Required task: Nothing may be dropped or altered: reproduce all the data.

— Begin Input data —

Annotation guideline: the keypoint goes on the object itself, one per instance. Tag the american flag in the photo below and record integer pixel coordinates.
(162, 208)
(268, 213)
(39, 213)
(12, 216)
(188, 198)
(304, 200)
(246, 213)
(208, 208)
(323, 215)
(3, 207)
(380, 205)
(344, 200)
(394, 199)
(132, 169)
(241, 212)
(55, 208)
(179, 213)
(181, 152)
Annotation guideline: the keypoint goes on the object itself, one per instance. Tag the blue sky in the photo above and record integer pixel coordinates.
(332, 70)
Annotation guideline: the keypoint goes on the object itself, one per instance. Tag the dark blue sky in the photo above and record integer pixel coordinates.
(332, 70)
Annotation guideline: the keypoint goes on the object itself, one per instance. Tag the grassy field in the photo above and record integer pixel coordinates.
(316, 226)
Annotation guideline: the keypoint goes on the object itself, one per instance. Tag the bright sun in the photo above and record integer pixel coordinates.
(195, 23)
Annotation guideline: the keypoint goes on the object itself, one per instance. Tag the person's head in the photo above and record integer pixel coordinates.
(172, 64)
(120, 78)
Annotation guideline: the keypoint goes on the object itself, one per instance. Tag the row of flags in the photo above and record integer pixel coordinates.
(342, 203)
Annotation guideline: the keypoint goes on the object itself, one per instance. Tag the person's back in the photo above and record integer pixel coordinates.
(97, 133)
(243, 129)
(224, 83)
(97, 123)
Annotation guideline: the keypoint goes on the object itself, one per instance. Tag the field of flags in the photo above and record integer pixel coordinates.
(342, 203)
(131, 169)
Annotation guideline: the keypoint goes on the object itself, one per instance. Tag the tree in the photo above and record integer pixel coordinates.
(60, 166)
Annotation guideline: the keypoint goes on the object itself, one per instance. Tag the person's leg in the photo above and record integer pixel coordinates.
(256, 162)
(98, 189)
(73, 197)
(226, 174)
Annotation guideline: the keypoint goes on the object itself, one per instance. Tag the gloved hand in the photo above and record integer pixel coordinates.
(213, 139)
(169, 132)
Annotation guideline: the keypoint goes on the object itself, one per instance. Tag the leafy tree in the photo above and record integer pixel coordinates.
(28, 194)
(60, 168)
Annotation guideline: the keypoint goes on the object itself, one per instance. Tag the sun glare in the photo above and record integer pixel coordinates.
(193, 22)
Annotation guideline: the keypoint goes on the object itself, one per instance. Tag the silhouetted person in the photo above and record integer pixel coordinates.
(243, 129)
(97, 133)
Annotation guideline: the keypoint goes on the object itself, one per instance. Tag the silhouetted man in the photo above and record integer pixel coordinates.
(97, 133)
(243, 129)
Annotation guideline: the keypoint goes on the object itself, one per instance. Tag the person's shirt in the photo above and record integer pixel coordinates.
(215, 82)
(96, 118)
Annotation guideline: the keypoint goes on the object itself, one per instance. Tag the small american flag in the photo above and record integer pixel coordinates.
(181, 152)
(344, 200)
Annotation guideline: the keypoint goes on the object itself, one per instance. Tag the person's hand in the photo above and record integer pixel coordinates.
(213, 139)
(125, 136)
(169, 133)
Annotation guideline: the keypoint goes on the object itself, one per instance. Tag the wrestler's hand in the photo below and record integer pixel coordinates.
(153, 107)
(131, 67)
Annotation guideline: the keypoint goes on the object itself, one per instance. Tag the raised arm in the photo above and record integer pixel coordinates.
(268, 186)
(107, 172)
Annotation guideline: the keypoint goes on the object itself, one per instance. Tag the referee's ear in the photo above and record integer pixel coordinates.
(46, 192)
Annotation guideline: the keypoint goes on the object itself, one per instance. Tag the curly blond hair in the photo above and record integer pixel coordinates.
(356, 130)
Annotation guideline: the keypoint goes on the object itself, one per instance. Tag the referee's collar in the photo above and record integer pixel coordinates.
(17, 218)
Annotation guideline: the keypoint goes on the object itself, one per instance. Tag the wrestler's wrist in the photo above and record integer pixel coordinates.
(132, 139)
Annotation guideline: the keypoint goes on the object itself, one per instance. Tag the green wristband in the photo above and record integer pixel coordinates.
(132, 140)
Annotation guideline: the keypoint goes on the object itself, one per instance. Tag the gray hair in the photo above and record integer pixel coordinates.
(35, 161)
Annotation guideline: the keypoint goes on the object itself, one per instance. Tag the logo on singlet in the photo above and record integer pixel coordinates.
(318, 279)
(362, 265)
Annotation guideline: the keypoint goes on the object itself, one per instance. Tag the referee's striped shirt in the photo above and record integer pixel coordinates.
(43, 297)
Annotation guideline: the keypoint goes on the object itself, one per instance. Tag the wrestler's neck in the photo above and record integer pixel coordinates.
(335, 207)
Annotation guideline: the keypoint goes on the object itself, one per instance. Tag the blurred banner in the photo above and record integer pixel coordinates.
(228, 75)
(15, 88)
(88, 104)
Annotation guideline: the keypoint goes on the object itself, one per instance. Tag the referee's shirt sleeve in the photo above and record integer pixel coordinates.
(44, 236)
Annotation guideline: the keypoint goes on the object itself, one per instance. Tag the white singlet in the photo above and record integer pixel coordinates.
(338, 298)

— End Input data —

Solution to this exercise:
Annotation guideline: the keypoint goes on the object itself, one per instance. Tag the american flag in the photo below and record integer pixel coordinates.
(162, 208)
(268, 213)
(39, 213)
(12, 216)
(188, 198)
(304, 200)
(246, 213)
(208, 208)
(323, 215)
(3, 207)
(380, 205)
(344, 200)
(394, 199)
(132, 169)
(241, 212)
(55, 208)
(179, 213)
(181, 152)
Annotation guideline: the keypoint goes on the object itself, one per instance. Tag the blue sky in the photo above and record integer pixel coordinates.
(332, 70)
Annotation guideline: the keypoint goes on the object itself, one per instance. Tag the dark blue sky in the photo above and record integer pixel coordinates.
(332, 70)
Annotation guideline: the keypoint goes on the object itself, one per instance. Tag the grassy field in the photo above and record integer pixel coordinates.
(316, 226)
Annotation guideline: the keypoint goes on the object itself, one per instance. Tag the bright sun in the photo above and record integer pixel coordinates.
(195, 23)
Annotation guideline: the keypoint goes on the object itself, one per instance. Tag the person's head in the photo above and record integer pixel coordinates.
(172, 64)
(120, 78)
Annotation guideline: the keypoint goes on the object itself, one per instance. Tag the row of flags in the photo above and record integer pixel coordinates.
(342, 203)
Annotation guideline: the keypoint goes on the object itself, one per instance. Tag the person's back in the photo above and record integer pixel coordinates.
(97, 133)
(243, 129)
(224, 83)
(97, 123)
Annotation guideline: the keypoint goes on the object itself, one per instance. Tag the field of flags in the photo above and record integer pixel coordinates.
(342, 203)
(131, 169)
Annotation guideline: the keypoint goes on the object itself, one per instance. Tag the tree in the photo above and record integer pixel coordinates.
(60, 166)
Annotation guideline: the keypoint goes on the object itself, one per instance. Tag the person's leg in the photo above and record integer pixel coordinates.
(256, 162)
(98, 189)
(73, 197)
(226, 174)
Annotation guideline: the keypoint goes on the object itself, one per instance. Tag the gloved hand in the photo above and record integer pixel coordinates.
(213, 139)
(169, 132)
Annotation guideline: the keypoint goes on the object itself, one per instance. Tag the leafy tree in the photo above and record integer pixel coordinates.
(28, 194)
(60, 168)
Annotation guideline: the keypoint goes on the object itself, one per instance. Tag the sun glare in the photo above and record integer pixel coordinates.
(193, 22)
Annotation guideline: the keypoint goes on the object itself, one per instance. Tag the silhouetted person in the photo above and record integer pixel coordinates.
(243, 129)
(97, 133)
Annotation guideline: the keypoint goes on the object itself, one per instance. Tag the silhouetted man in the photo above and record integer pixel coordinates.
(97, 133)
(243, 129)
Annotation guideline: the keypoint goes on the object itself, one per instance. Tag the person's shirt in the photo above and record integer pixel coordinates.
(215, 82)
(96, 118)
Annotation guideline: the keypoint goes on the object itself, one per instance. Tag the small american flag in the photo above and record integer pixel coordinates.
(181, 152)
(344, 200)
Annotation guideline: the keypoint goes on the object itself, one per instance. Tag the person's hand in the photo above and record integer pixel coordinates.
(213, 139)
(125, 136)
(169, 133)
Annotation guideline: the keypoint goes on the object itself, one per instance. Tag the wrestler's hand in the photo below and record integer pixel coordinates.
(153, 107)
(131, 67)
Annotation guideline: the keypoint goes on the object itself, one per instance. Tag the raised arm in the photo above and record integer pixel coordinates.
(268, 186)
(107, 172)
Annotation guideline: the keypoint goes on the object itself, one per instance. Tag the referee's ear in the photo above and record integer pixel coordinates.
(46, 192)
Annotation guideline: the keypoint goes on the object itself, one per instance. Tag the curly blond hair in the photo above and record integer pixel coordinates.
(356, 130)
Annotation guideline: the keypoint goes on the object itself, one per instance. Tag the referee's collar in the photo above and record integer pixel coordinates.
(17, 218)
Annotation guideline: the keypoint goes on the object itself, one per instance. Tag the wrestler's wrist in the photo above and record integer pixel coordinates.
(132, 139)
Annotation guideline: the keypoint goes on the object itself, one per instance. Tag the green wristband in the photo above and record integer pixel coordinates.
(132, 140)
Annotation guideline: the keypoint goes on the object itself, one per instance. Tag the gray hair in the photo above and record integer pixel coordinates.
(35, 161)
Annotation guideline: the keypoint goes on the object itself, one per instance. Tag the logo on singlet in the photo above and record integer pixel coordinates.
(318, 279)
(362, 265)
Annotation guideline: the keypoint goes on the object itself, one per instance. Tag the referee's striped shirt in the photo above and record integer pixel coordinates.
(43, 297)
Annotation guideline: the keypoint goes on the object itself, one per instance. Tag the wrestler's neck in the photo above and record integer pixel coordinates.
(335, 207)
Annotation guideline: the keypoint goes on the object itself, one per instance. Tag the blurred banner in the photo above and record integer pixel coordinates.
(228, 75)
(15, 88)
(88, 104)
Annotation guideline: the keypoint goes on the object itself, one per instance. Tag the referee's shirt sleeve in the photo above and record integer pixel coordinates.
(44, 236)
Annotation guideline: the keypoint goes on the object itself, one per instance. Tag the white singlet in the photo above and record integer pixel coordinates.
(338, 298)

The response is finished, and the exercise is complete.